(Lines of data)
━━━━━━━━━━━━━━━━
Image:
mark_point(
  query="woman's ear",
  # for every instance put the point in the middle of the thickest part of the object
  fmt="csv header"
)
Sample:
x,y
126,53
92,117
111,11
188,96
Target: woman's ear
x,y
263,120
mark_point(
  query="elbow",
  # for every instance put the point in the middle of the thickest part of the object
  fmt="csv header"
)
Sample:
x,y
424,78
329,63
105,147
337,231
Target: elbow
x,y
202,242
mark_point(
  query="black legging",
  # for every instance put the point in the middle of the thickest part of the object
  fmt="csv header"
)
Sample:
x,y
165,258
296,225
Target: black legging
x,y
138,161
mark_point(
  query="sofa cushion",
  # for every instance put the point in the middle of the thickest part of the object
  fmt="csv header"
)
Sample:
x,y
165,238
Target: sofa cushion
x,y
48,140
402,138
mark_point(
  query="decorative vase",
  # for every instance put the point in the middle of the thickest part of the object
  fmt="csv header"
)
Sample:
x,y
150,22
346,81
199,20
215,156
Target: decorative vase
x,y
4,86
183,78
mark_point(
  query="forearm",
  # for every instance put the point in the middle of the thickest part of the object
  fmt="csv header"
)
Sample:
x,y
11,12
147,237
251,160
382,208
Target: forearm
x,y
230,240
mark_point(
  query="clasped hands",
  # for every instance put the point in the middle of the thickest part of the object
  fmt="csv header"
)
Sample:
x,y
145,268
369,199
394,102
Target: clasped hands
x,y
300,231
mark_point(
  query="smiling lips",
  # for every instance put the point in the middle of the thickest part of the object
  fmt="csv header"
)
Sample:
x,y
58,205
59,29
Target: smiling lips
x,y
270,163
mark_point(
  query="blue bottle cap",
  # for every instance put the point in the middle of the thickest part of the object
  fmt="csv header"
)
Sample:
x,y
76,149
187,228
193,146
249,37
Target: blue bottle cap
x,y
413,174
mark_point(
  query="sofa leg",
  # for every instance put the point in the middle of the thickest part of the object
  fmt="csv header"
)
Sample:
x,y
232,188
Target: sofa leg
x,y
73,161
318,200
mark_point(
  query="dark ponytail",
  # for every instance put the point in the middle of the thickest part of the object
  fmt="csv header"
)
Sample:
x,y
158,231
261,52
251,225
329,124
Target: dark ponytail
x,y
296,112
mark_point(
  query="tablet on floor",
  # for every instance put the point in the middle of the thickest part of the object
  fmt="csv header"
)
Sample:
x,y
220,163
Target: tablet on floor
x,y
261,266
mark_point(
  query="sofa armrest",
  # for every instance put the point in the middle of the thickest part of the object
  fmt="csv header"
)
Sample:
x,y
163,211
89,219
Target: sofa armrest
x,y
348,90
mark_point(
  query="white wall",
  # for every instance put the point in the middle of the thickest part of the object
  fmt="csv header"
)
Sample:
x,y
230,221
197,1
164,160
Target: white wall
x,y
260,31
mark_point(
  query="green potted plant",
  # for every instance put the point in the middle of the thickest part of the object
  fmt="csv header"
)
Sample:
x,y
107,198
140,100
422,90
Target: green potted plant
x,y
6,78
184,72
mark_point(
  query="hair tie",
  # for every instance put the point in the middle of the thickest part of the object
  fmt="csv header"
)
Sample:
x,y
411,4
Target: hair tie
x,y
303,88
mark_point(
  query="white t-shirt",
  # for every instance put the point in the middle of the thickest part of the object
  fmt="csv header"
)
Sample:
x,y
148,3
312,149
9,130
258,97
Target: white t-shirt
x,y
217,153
━━━━━━━━━━━━━━━━
— Task description —
Transcribe all lines as written.

— The reply —
Image:
mark_point(
  query="woman's ear",
  # for every instance put the point in the middle of the thickest part of the object
  fmt="csv header"
)
Sample:
x,y
126,53
92,117
111,11
188,96
Target: woman's ear
x,y
263,120
mark_point(
  query="elbow",
  # for every instance put the point in the middle of the thickest part of the object
  fmt="csv header"
)
Sample:
x,y
424,78
329,63
105,147
337,231
Target: elbow
x,y
202,242
mark_point(
  query="black legging",
  # for every instance put the point in the middle of the thickest part of the object
  fmt="csv header"
)
Sample:
x,y
165,258
296,225
Target: black legging
x,y
138,161
mark_point(
  query="sofa cushion",
  # for every instance put the point in the middle of the thickest part of the object
  fmt="csv header"
)
Sample:
x,y
165,238
Target: sofa cushion
x,y
48,140
402,138
mark_point(
  query="decorative vase",
  # for every instance put the point in the middle of the thickest part of the object
  fmt="csv header"
)
Sample:
x,y
150,22
346,81
199,20
215,156
Target: decorative vase
x,y
4,86
183,78
mark_point(
  query="forearm",
  # for every instance put the point in the middle of the thickest part of the object
  fmt="csv header"
)
Sample:
x,y
11,12
147,237
251,160
382,208
Target: forearm
x,y
230,240
mark_point(
  query="clasped hands",
  # for every instance put the point in the middle of the thickest part of the object
  fmt="csv header"
)
Sample:
x,y
145,268
369,199
394,102
Target: clasped hands
x,y
300,231
mark_point(
  query="smiling lips",
  # for every instance put the point in the middle of the thickest part of the object
  fmt="csv header"
)
Sample:
x,y
58,205
59,29
Target: smiling lips
x,y
270,163
mark_point(
  query="blue bottle cap",
  # for every instance put the point in the middle of the thickest part of the object
  fmt="csv header"
)
Sample:
x,y
76,149
187,228
193,146
249,37
Target: blue bottle cap
x,y
413,174
mark_point(
  query="sofa leg",
  # for every instance put the point in the middle of the thickest part of the object
  fmt="csv header"
)
Sample:
x,y
232,188
Target: sofa leg
x,y
73,161
318,200
mark_point(
  query="dark ponytail",
  # for every instance put the point in the middle of the thickest part of the object
  fmt="csv header"
)
Sample:
x,y
158,231
261,52
251,225
329,124
Target: dark ponytail
x,y
296,112
mark_point(
  query="tablet on floor",
  # for every instance put the point in the middle of the thickest part of the object
  fmt="csv header"
)
Sample:
x,y
220,163
Target: tablet on floor
x,y
261,266
mark_point(
  query="sofa armrest",
  # for every instance put the point in the middle of the thickest part of the object
  fmt="csv header"
)
Sample:
x,y
163,211
89,219
Target: sofa armrest
x,y
348,90
mark_point(
  query="white wall",
  # for every instance put the point in the middle of the thickest part of the object
  fmt="csv header"
)
Sample:
x,y
230,221
197,1
164,160
Target: white wall
x,y
260,31
mark_point(
  query="green potted plant",
  # for every instance put the point in the middle of the thickest part of the object
  fmt="csv header"
)
Sample:
x,y
107,198
140,100
422,90
Target: green potted plant
x,y
6,78
184,72
mark_point(
  query="hair tie",
  # for every instance put the point in the middle of the thickest part of the object
  fmt="csv header"
)
Sample:
x,y
411,4
Target: hair tie
x,y
303,88
mark_point(
  query="white t-shirt",
  # for every instance put the point in the middle of the thickest part of the object
  fmt="csv header"
)
Sample:
x,y
148,3
312,149
9,130
258,97
Target: white t-shirt
x,y
217,153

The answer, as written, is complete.